(Görev)
Ubud hakkındaki metne göre şu ifadelerin her biri için evet ya da hayır deyin ve kararı belirleyen sözcükleri metinden aynen alıntılayın: 1. Ubud’da deniz bulunur. 2. Ubud Market kasabanın tam göbeğindedir. 3. Ubud, Bali Adası’nın kıyısında yer alır.

X

Bali’nin ortasında, dağların tepesinde, palmiye ağaçlarının arasında: Ubud

Pirinç tarlaları, palmiyeler ve muz ağaçları ile çevrili sokaklarda gezinirken sanat atölyesi vitrinlerindeki eserlerden birine takılıp huzur içinde uzaklara dalıp gidiyorsun, tam da o anda gelen maymun çığlıkları seni olduğun sokağa geri donduruyor, bu sefer de çığlık çığlığa daldan dala atlayıp oyun oynayan maymunları merakla izliyorsun. Ah evet, Ubud’dasın! Dört bir yanının kültür, sanat, yoga, meditasyon, sevgi, mutluluk dolu olduğu kasabada; maymunların umarsızca gezindiği sokakların, uçsuz bucaksız yeşilliklerin, kuş sesleriyle dolu doğanın içinde kendini kaybedeceğin yerdesin.

Ubud / Bali

Bali Adası’nın ortasında, dağların tepesinde yar alan Ubud; adanın kültür, sanat ve inanç merkezi. Bu küçük kasaba, Bali resimlerinde karşılaştığın yemyeşil pirinç tarlalarına, muz ve palmiye agaçlarının arasına saklanan havuzlu otel odalarına ev sahipliği yapıyor. Hayır burada deniz yok, ama günlerce kalıp zamanın nasıl geçtiğini anlamadığın, günlerin huzur ve mutlulukla sarmalandığı, hiç de dönmek istemeyeceğin rüyalarındaki o küçük kasaba burası.

Ubud / Bali

Her köşesinde farklı bir heyecan bulabileceğin bu kasabayı keşfetmeye tam göbeğindeki Ubud Market’ten başla. Burada Ubud yerlileri tarafından hazırlanan her şeyi bulabilirsin; el yapımı sepet çantalar, şapkalar, hindistan cevizinden yapılan süs eşyaları ve bir sürü el sanatı ürünleri… Bu noktadan başlayıp aşağıya doğru inen iki uzun caddeyi baştan sona dolaş. Balili tasarımcıların butiklerini, sanat atölyelerini gezip başka bir yerde göremeyeceğin sanat eserlerini ve özel tasarım kıyafetleri incele. Sokaklarda dolaşırken ne tarafa baksan güzel mimarili bir ev, harika bir heykel, mükemmel bir tablo gözüne çarpıyor. Görsel olarak bu kadar besleyici bir ortamda ilham perini daha kolay bulacağını hissedersen hemen kendine bir kurs bul ve içindeki sanatçıyı uyandırmaya çalış. Resim atölyesi, takı tasarımı kursu, dans dersi, yemek kursu… İlgini çeken bir tanesine katıl ve yaratıcılığını dene.

(Verilen malzeme)

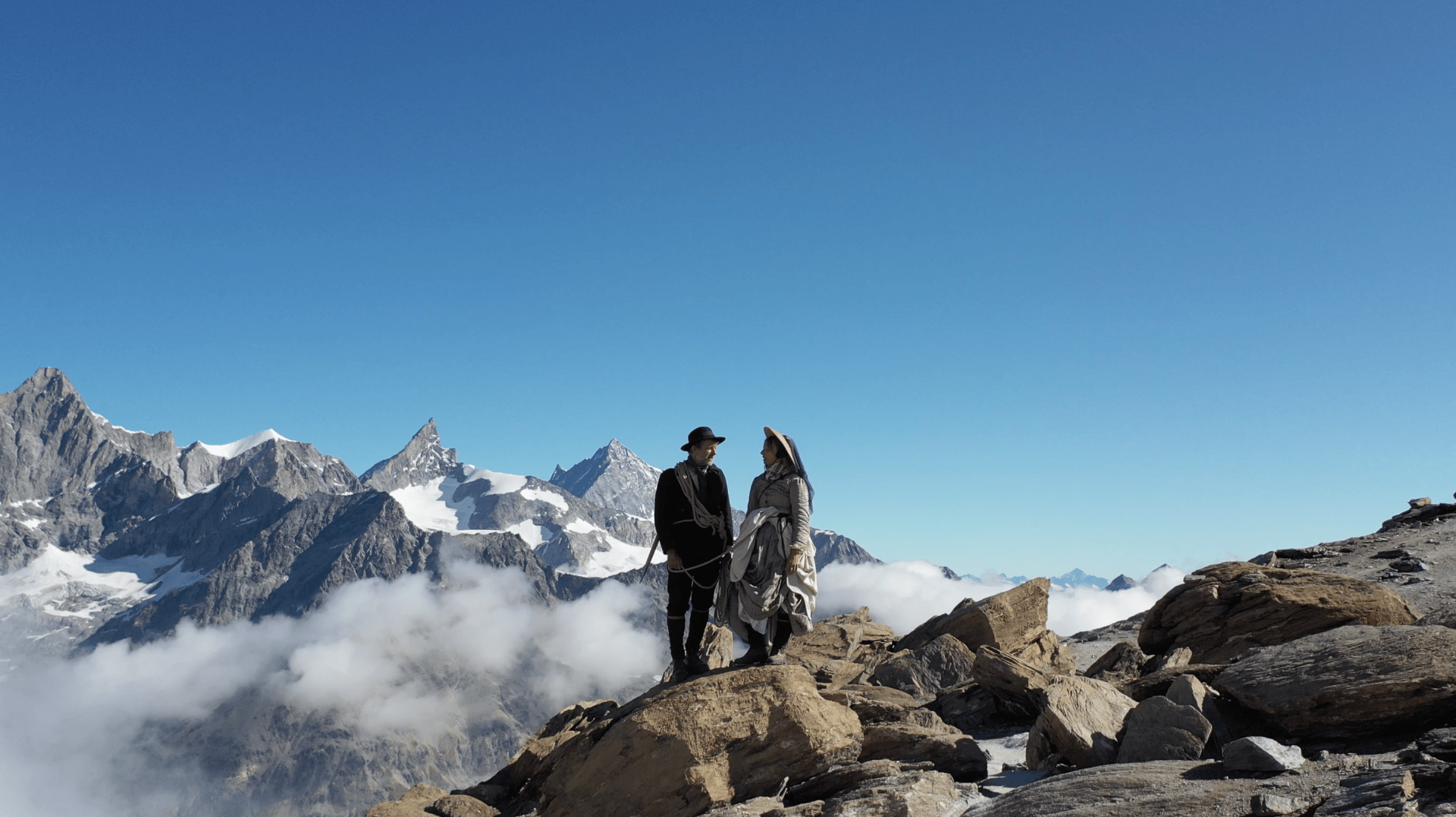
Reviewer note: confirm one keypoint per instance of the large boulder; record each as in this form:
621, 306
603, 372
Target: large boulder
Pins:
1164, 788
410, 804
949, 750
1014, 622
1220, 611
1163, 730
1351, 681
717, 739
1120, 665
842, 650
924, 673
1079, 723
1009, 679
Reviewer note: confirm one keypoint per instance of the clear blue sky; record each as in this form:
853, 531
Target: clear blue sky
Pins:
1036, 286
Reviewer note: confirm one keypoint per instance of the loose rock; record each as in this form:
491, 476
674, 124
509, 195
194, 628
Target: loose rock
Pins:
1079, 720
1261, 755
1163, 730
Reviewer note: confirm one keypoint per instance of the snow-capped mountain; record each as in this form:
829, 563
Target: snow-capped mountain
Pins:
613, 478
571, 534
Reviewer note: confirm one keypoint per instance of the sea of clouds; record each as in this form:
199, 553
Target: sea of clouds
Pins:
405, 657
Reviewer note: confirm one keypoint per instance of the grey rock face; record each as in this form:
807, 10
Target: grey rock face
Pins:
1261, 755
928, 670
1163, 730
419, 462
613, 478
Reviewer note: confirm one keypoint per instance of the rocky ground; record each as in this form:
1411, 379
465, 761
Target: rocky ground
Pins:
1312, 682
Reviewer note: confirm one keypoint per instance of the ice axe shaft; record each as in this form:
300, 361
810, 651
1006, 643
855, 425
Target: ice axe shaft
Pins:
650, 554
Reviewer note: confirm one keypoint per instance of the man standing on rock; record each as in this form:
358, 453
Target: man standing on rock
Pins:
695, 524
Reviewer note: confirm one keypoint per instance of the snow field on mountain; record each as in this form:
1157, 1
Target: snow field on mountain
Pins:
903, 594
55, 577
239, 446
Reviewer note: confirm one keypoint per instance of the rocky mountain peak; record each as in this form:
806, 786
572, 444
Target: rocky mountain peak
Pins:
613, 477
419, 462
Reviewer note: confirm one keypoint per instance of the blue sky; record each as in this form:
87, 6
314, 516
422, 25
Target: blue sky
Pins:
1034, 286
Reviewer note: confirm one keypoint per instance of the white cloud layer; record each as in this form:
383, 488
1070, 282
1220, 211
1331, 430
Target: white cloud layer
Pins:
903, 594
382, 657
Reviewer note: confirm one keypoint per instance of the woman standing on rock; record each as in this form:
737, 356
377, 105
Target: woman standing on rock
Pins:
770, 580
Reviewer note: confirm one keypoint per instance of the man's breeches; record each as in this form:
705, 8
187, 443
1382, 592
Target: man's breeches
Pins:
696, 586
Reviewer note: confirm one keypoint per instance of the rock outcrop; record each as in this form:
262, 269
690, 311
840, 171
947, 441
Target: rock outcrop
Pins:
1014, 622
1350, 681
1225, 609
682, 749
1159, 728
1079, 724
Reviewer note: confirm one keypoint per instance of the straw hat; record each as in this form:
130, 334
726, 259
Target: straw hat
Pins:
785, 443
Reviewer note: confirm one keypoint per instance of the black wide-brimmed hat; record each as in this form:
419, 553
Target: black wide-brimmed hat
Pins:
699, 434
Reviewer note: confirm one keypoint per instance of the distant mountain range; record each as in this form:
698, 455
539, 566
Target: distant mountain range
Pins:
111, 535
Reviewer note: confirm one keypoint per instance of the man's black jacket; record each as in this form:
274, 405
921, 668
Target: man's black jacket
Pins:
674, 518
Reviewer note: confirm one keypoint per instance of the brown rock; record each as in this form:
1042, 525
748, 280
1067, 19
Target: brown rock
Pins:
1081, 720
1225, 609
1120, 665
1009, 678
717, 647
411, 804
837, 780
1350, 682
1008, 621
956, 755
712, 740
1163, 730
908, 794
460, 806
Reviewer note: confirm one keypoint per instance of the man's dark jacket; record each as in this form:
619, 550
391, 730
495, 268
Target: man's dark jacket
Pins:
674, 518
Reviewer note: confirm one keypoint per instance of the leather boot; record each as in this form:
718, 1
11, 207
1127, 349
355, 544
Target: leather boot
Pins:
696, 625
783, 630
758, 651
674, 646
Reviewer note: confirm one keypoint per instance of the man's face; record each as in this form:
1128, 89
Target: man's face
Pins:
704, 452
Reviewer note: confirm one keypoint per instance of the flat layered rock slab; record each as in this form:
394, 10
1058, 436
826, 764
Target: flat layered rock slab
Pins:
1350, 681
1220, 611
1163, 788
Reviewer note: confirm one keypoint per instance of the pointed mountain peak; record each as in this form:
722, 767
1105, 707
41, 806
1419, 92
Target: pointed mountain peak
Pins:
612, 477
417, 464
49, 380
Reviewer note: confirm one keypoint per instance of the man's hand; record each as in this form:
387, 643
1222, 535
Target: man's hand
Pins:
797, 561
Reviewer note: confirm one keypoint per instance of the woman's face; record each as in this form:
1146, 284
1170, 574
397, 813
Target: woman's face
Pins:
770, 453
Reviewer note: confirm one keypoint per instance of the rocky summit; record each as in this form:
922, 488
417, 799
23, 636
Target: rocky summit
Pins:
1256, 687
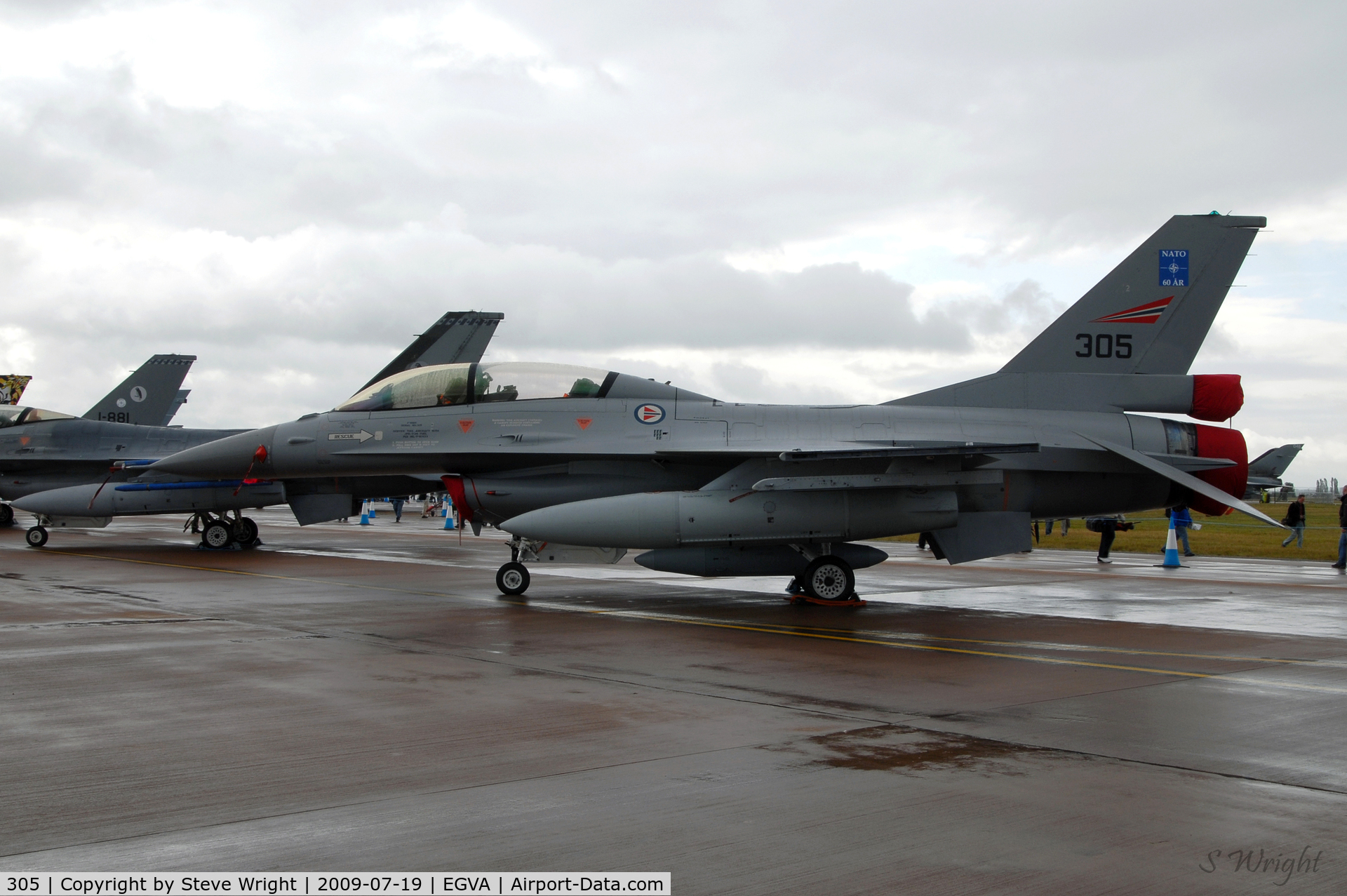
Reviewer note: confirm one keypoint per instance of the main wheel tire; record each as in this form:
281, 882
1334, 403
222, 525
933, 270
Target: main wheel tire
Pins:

(Bu görevin yanıtı)
1. Hayır: “Hayır burada deniz yok”
2. Evet: “tam göbeğindeki Ubud Market’ten başla”
3. Hayır: “Bali Adası’nın ortasında, dağların tepesinde”